Taking the line with "Can you find the red" as the start, reproduce every line until the records end, exactly and with nothing added.

Saved data entries:
———
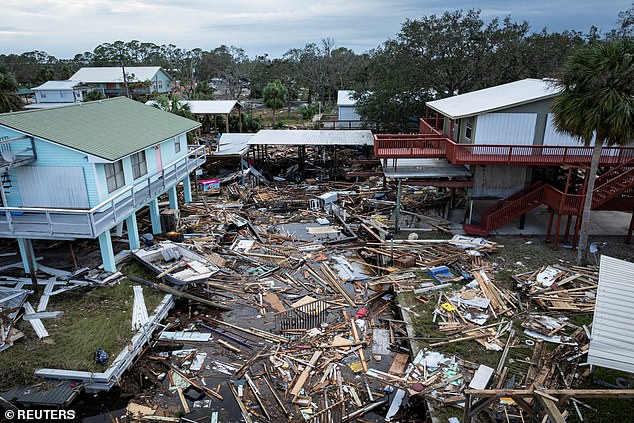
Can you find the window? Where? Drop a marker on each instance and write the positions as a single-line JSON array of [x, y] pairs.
[[114, 175], [139, 166], [469, 129]]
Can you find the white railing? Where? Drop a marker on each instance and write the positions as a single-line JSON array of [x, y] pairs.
[[37, 222]]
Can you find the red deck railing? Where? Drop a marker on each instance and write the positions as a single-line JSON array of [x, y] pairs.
[[614, 190], [431, 143]]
———
→ **TASK SOLUTION**:
Can you find the red deck railing? Where? Drop a marker on each instance and write the positions as a single-line JSON array of [x, y] pairs.
[[614, 190], [431, 143]]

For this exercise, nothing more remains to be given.